**Work item:** Copy out the records so that each line matches the original.
┌────────
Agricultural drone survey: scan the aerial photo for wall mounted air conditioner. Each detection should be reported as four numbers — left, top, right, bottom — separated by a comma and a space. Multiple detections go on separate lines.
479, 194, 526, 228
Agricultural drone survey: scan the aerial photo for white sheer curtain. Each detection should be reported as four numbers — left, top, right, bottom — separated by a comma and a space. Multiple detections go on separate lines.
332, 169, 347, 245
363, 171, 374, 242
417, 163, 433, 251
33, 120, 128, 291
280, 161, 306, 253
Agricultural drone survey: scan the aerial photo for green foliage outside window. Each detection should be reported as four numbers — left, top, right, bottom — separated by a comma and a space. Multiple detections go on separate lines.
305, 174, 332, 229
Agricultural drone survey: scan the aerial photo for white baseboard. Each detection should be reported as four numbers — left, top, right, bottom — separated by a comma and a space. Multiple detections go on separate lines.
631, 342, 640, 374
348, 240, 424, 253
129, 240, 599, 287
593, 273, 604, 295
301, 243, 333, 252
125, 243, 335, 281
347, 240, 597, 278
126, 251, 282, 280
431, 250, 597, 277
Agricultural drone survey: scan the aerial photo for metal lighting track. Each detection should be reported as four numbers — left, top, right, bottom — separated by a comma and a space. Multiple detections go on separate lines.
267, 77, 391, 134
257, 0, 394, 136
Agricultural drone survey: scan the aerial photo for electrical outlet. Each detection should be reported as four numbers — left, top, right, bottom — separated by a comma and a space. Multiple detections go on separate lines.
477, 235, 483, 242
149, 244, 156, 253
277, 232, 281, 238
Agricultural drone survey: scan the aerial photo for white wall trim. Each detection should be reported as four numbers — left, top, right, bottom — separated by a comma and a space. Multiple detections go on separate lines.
└────────
**Worked solution:**
Agricultural drone survey: scan the aerial photo for wall mounted air conditioner. Each detection should be reported as four numbers — left, top, right, bottom — separated by a comma and a space. Multiple detections go on separate lines.
479, 194, 526, 228
Agricultural drone survey: scan the aerial photo for white sheer curtain. Each detection should be reported as four numbers — left, top, right, bottom — separated by a comma and a space. Multiple detections go on separate lines.
332, 169, 347, 245
363, 171, 374, 242
417, 163, 433, 251
33, 120, 128, 291
280, 161, 306, 253
Agricultural drone survey: scan the aerial photo for green foliage outside window. Each detection should be reported as four numbers — left, top, right, bottom — separated by a comma and a space. Multiple detections go on separate lines.
305, 174, 332, 229
Agricultural drone survey: scan the aerial photo for white baseboard. Each detection should be reported as four numbers — left, top, right, bottom — separated by a comma and a space. Multiple detections go on separate lines.
631, 342, 640, 374
348, 240, 424, 253
129, 240, 599, 287
593, 273, 604, 295
301, 243, 333, 252
125, 243, 335, 281
347, 240, 597, 278
126, 251, 282, 280
431, 250, 597, 277
Agricultural drone survey: scan the aerial photo for metal lighting track. Each detection should be reported as four numbers — left, top, right, bottom — separated by a comma and a space. Multiple detections go on separate lines.
267, 77, 391, 134
257, 0, 394, 136
Agricultural drone survey: scan the aerial photo for electrical outlet. Each detection should be reported as four numbers — left, top, right, bottom — separated by a comma and a space. Multiple detections go on separate lines.
477, 235, 483, 242
149, 244, 156, 253
277, 232, 281, 238
Agricultural drone survey: scan the aerial photo for white wall trim. Each detection should be reported as four numbers — left, top, right, bottom — separated by a comma and a space. Multiple detections go on separate lines.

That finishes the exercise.